Défis:
1. Traduisez en anglais cette phrase du texte sur les fermetures d'usines : « Une page de 93 ans se tourne pour un fleuron de la sidérurgie française, exemple de la petite hécatombe qui secoue actuellement le paysage industriel hexagonal. »
2. Renvoyez le passage du texte sur les fermetures d'usines qui commence par "La nouvelle est" et se poursuit jusqu'à "de 549 salariés.".
3. Relevez dans le texte sur les fermetures d'usines toutes les entreprises ou marques qui sont touchées par une fermeture ou une liquidation.

Texte source:
+---+
La nouvelle est malheureusement tombée à point nommé. Lundi 17 novembre, alors que s’ouvrait la quatorzième édition de la Semaine de l’industrie, le couperet est tombé sur l’aciérie mosellane NovAsco : la liquidation judiciaire de trois de ses quatre sites va conduire au licenciement de 549 salariés.
Une page de 93 ans se tourne pour un fleuron de la sidérurgie française, exemple de la petite hécatombe qui secoue actuellement le paysage industriel hexagonal. Ainsi, la France devrait enregistrer en 2025 et pour la deuxième année consécutive davantage de fermetures d’usines que d’ouvertures, selon le bilan de L’Usine nouvelle. Disparition du fabricant de chaussures Clergerie, dans la Drôme. Fin annoncée de l’usine Blédina de Villefranche-sur-Saône d’ici l’été 2027. Fin des sirops Teisseire, à Crolles en Isère.
+---+
Entrées fournies:
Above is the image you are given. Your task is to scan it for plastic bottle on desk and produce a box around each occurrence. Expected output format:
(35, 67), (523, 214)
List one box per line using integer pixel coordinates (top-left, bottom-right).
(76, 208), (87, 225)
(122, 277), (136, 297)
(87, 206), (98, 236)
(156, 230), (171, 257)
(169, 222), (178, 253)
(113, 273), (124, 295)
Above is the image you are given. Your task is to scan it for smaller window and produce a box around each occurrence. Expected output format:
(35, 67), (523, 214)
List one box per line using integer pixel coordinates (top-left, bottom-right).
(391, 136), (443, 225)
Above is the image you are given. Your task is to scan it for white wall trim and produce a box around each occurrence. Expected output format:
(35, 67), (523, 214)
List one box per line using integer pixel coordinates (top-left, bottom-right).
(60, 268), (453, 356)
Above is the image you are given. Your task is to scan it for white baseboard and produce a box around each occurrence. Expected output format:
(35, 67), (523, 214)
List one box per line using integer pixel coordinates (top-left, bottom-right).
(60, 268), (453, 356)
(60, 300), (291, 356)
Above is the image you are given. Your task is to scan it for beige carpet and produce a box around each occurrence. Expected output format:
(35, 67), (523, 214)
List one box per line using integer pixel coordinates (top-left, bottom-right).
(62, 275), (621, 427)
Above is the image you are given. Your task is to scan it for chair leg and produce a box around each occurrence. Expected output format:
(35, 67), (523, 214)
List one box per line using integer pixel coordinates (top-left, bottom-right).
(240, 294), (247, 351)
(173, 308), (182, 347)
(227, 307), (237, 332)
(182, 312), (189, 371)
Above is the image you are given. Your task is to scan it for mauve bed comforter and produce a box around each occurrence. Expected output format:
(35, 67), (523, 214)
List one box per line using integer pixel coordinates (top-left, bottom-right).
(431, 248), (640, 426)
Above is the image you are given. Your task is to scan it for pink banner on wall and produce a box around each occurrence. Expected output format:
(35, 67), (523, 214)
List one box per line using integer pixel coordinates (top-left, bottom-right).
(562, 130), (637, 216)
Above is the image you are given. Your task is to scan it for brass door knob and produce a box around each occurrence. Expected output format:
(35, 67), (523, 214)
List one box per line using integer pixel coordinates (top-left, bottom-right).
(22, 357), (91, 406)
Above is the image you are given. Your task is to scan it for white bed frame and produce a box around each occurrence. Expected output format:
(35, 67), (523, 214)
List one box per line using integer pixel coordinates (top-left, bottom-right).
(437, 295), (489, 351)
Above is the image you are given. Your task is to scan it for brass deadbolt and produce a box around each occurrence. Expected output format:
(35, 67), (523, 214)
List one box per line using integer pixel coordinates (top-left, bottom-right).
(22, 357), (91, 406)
+---+
Solutions proposées:
1. A 93-year chapter is coming to a close for a flagship of the French steel industry, an example of the small-scale carnage currently shaking France's industrial landscape.

2.
La nouvelle est malheureusement tombée à point nommé. Lundi 17 novembre, alors que s’ouvrait la quatorzième édition de la Semaine de l’industrie, le couperet est tombé sur l’aciérie mosellane NovAsco : la liquidation judiciaire de trois de ses quatre sites va conduire au licenciement de 549 salariés.

3. NovAsco, Clergerie, Blédina, Teisseire